Excerpts of labeled region data
--*--

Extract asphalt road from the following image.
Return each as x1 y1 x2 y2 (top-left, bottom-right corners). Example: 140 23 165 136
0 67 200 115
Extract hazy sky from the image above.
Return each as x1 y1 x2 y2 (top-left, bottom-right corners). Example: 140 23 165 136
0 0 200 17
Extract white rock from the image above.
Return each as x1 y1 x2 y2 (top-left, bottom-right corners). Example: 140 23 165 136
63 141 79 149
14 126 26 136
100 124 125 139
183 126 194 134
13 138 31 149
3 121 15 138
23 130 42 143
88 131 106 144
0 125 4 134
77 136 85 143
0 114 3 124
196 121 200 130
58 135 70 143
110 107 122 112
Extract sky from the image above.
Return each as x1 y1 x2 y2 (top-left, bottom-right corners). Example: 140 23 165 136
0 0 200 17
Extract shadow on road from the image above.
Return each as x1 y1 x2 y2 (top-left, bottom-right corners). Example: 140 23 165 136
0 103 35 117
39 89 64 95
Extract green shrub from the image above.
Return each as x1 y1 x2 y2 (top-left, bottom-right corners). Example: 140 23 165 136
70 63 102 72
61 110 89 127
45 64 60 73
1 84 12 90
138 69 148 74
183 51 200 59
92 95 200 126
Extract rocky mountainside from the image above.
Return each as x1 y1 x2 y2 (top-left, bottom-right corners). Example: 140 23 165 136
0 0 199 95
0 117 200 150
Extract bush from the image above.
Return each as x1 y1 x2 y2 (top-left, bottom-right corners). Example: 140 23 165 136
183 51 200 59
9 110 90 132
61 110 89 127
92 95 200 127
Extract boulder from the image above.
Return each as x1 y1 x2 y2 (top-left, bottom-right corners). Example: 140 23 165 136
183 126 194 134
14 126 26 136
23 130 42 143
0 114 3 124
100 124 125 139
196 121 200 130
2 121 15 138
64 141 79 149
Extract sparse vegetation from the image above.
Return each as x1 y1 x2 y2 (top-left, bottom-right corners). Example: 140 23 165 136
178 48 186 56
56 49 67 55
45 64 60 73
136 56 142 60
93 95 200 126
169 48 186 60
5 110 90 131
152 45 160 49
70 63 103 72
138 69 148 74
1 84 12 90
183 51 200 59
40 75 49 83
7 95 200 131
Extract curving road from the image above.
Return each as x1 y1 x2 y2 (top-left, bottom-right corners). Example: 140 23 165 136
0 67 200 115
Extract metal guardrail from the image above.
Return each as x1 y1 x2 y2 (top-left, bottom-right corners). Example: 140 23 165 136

--*--

**To be done**.
Swap every "Extract" in the material for "Locate" and write out all the lines again, leaving everything else unchanged.

**Exercise solution**.
Locate asphalt road from the following image.
Return each as x1 y1 x2 y2 (top-left, bottom-right corners). Example: 140 23 165 136
0 67 200 115
Locate hazy sky from the image above.
Return each as x1 y1 x2 y2 (top-left, bottom-right corners). Example: 140 23 165 136
0 0 200 17
Locate white rock from the image above.
Return each as x1 y1 x2 y2 (top-left, bottom-right corners). Example: 140 23 165 136
63 141 79 149
14 126 26 136
100 124 125 139
183 126 194 134
13 138 31 149
3 121 15 138
23 130 42 143
88 131 106 144
0 125 4 134
77 136 85 143
0 114 3 124
196 121 200 130
58 135 70 143
110 107 122 112
Locate sky from the image above.
Return each as x1 y1 x2 y2 (top-left, bottom-right corners). Example: 140 23 165 136
0 0 200 17
Locate shadow on road from the image above.
Return each as x1 y1 x2 y2 (top-left, bottom-right corners). Example: 140 23 165 136
0 103 35 117
39 89 64 95
Locate green shrub from the image above.
Return each as x1 y1 x2 y2 (top-left, bottom-right corners). Example: 140 23 165 136
70 63 102 72
61 110 89 127
45 64 60 73
1 84 12 90
138 69 148 74
183 51 200 59
92 95 200 126
Locate rocky mountainside from the image above.
Return each as x1 y1 x2 y2 (top-left, bottom-right corners). Example: 140 23 165 136
0 0 199 95
0 117 200 150
Locate bush from the image above.
Return each as x1 y1 x2 y2 (top-left, bottom-right corners). Example: 140 23 165 136
183 51 200 59
9 110 90 132
61 110 89 127
92 95 200 127
Locate boulder from the image above.
Return each as x1 y1 x2 y2 (top-left, bottom-right corners). Example: 140 23 165 136
183 126 194 134
14 126 26 136
23 130 42 143
0 114 3 124
100 124 125 139
196 121 200 130
2 121 15 138
64 141 79 149
Locate sparse vegetation from the image above.
Return each as x1 y1 x2 y2 (top-left, bottom-right corners). Example: 140 23 165 136
178 48 186 56
56 49 67 55
45 64 60 73
136 56 142 60
93 95 200 126
169 48 186 60
5 110 90 131
152 45 160 49
70 63 103 72
138 69 148 74
1 84 12 90
183 51 200 59
40 75 49 83
7 95 200 131
Locate curving road from the image above.
Return each as x1 y1 x2 y2 (top-left, bottom-right corners). Example: 140 23 165 136
0 67 200 115
Locate metal guardrail from the image above.
Return each as x1 y1 x2 y2 (top-left, bottom-right corners). Example: 140 23 165 136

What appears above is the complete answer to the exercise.